**THE TASKS**
[a] Answer these about the thread on rdd.saveAsTextFile, one per line:
(i) Which PySpark version is the pipeline running on?
(ii) Besides the directory itself, what does the new directory on HDFS contain?
(iii) What did the reply's writer say their team closed in their code when they hit a similar problem?
[b] Pick up the thread on rdd.saveAsTextFile from its last line and carry it further.

**PASSAGE TO READ**
<<<<
Re: rdd.saveAsTextFile blows up

2014-07-25 Thread Akhil Das
Most likely you are closing the connection with HDFS. Can you paste the
piece of code that you are executing?

We were having similar problem when we closed the FileSystem object in our
code.

Thanks
Best Regards


On Thu, Jul 24, 2014 at 11:00 PM, Eric Friedman eric.d.fried...@gmail.com
wrote:

 I'm trying to run a simple pipeline using PySpark, version 1.0.1

 I've created an RDD over a parquetFile and am mapping the contents with a
 transformer function and now wish to write the data out to HDFS.

 All of the executors fail with the same stack trace (below)

 I do get a directory on HDFS, but it's empty except for a file named
 _temporary.

 Any ideas?

 java.io.IOException (java.io.IOException: Filesystem closed}
 org.apache.hadoop.hdfs.DFSClient.checkOpen(DFSClient.java:629)
 org.apache.hadoop.hdfs.DFSInputStream.readWithStrategy(DFSInputStream.java:735)
 org.apache.hadoop.hdfs.DFSInputStream.read(DFSInputStream.java:793)
 java.io.DataInputStream.readFully(DataInputStream.java:195)
 java.io.DataInputStream.readFully(DataInputStream.java:169)
 parquet.hadoop.ParquetFileReader$Chunk.init(ParquetFileReader.java:369)
>>>>
**INFORMATION SHOWN**
<<<<
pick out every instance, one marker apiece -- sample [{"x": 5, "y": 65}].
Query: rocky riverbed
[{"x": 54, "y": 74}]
>>>>
**RESPONSES BY TASK**
[a]
(i) Version 1.0.1
(ii) Only a file named _temporary
(iii) The FileSystem object

[b]
 parquet.hadoop.ParquetFileReader$Chunk.init(ParquetFileReader.java:362)
 parquet.hadoop.ParquetFileReader.readColumnChunkPages(ParquetFileReader.java:411)
 parquet.hadoop.ParquetFileReader.readNextRowGroup(ParquetFileReader.java:349)
 parquet.hadoop.InternalParquetRecordReader.checkRead(InternalParquetRecordReader.java:100)
 parquet.hadoop.InternalParquetRecordReader.nextKeyValue(InternalParquetRecordReader.java:172)
 parquet.hadoop.ParquetRecordReader.nextKeyValue(ParquetRecordReader.java:130)
 org.apache.spark.rdd.NewHadoopRDD$$anon$1.hasNext(NewHadoopRDD.scala:122)
 org.apache.spark.InterruptibleIterator.hasNext(InterruptibleIterator.scala:39)
 scala.collection.Iterator$$anon$11.hasNext(Iterator.scala:327)
 scala.collection.Iterator$$anon$14.hasNext(Iterator.scala:388)
 scala.collection.Iterator$$anon$11.hasNext(Iterator.scala:327)
 scala.collection.Iterator$$anon$11.hasNext(Iterator.scala:327)
 scala.collection.Iterator$GroupedIterator.fill(Iterator.scala:966)
 scala.collection.Iterator$GroupedIterator.hasNext(Iterator.scala:972)
 scala.collection.Iterator$$anon$11.hasNext(Iterator.scala:327)
 org.apache.spark.api.python.PythonRDD$.writeIteratorToStream(PythonRDD.scala:293)
 org.apache.spark.api.python.PythonRDD$WriterThread$$anonfun$run$1.apply$mcV$sp(PythonRDD.scala:200)
 org.apache.spark.api.python.PythonRDD$WriterThread$$anonfun$run$1.apply(PythonRDD.scala:175)
 org.apache.spark.api.python.PythonRDD$WriterThread$$anonfun$run$1.apply(PythonRDD.scala:175)
 org.apache.spark.util.Utils$.logUncaughtExceptions(Utils.scala:1160)
 org.apache.spark.api.python.PythonRDD$WriterThread.run(PythonRDD.scala:174)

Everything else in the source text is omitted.